**YOUR TASK**
Keeping every character intact, repeat the whole listing.

**GIVEN DATA**
__________
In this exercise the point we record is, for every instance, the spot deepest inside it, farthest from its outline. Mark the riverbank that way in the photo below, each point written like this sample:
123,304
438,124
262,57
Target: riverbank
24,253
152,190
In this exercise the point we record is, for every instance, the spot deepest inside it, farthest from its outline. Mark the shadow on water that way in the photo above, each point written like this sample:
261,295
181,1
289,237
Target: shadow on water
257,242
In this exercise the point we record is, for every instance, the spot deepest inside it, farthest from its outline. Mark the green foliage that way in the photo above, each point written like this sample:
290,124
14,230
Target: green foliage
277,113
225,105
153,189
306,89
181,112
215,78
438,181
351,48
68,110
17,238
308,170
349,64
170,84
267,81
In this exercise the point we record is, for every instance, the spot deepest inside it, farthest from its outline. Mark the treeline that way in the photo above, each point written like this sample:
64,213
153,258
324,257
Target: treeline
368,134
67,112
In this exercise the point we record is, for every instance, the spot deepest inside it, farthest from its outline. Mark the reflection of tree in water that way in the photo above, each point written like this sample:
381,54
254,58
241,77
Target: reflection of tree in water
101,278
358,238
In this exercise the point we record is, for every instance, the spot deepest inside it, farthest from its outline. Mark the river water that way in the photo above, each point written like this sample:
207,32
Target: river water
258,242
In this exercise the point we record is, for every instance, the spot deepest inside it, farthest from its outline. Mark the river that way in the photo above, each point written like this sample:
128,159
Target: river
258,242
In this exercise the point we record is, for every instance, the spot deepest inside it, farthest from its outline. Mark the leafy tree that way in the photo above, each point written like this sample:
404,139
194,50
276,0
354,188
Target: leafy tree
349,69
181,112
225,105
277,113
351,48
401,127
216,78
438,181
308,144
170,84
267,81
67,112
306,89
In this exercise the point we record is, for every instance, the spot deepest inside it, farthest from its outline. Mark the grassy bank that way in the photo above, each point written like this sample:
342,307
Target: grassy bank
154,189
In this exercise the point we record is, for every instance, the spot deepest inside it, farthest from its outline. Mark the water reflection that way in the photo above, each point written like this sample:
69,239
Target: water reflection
__________
**RESPONSE TO THIS TASK**
In this exercise the point we record is, for every instance, the spot deepest inside it, farthest from its outline. Mark the riverbank that way in the photo below, each point written like this sample:
123,304
438,124
262,57
Target: riverbank
24,253
152,190
In this exercise the point we record is, for every instance, the spot deepest inside it, farthest from its outline. Mark the shadow on water that way in the photo above, each point written like this sample:
261,295
181,1
289,237
Target: shadow on water
257,242
In this exercise the point we record is, for every instance, the spot deepest inside it, farthest from its outline. Mark the green foliage that way in the photo above, each point written like this sample:
290,124
14,230
Target: green foliage
277,113
225,105
153,189
306,89
181,112
215,78
438,181
351,48
68,110
17,238
308,170
349,64
170,84
267,81
In this exercise the point we record is, for every instance, the spot deepest inside it, farthest from its outline. Mark the treeline that way in the photo above, each point written like this sample:
64,213
153,258
324,257
Target: treeline
368,134
67,112
In this exercise the point we record is, for every instance, the spot deepest inside it, farthest from its outline. Mark the reflection of tree in water that way in the photo above, each point written like this sample:
381,54
254,58
241,77
Target: reflection of tree in water
101,278
358,238
In this exercise the point we record is, for every instance, the spot deepest inside it, farthest from its outline. Mark the river water that way in the photo above, each point written like this sample:
207,32
Target: river water
258,242
In this exercise the point we record is, for every instance, the spot deepest inside it, farthest from its outline. Mark the river that way in the photo above, each point written like this sample:
128,159
Target: river
258,242
In this exercise the point we record is, for every instance, the spot deepest inside it, farthest from its outline. Mark the leafy tree that way in the photo above, each point written like this sample:
404,139
194,50
276,0
354,188
Target: leafy tree
349,69
181,112
225,105
277,113
351,48
401,127
216,78
438,181
308,144
170,84
267,81
67,112
306,89
In this exercise the point we record is, for every instance, the spot deepest inside it, farthest from its outline. Mark the grassy bank that way in the photo above, each point written like this sample:
342,307
Target: grassy bank
154,189
In this exercise the point we record is, for every instance, the spot deepest inside it, farthest from its outline. Mark the water reflection that way in the photo above, each point written like this sample:
69,239
Target: water reflection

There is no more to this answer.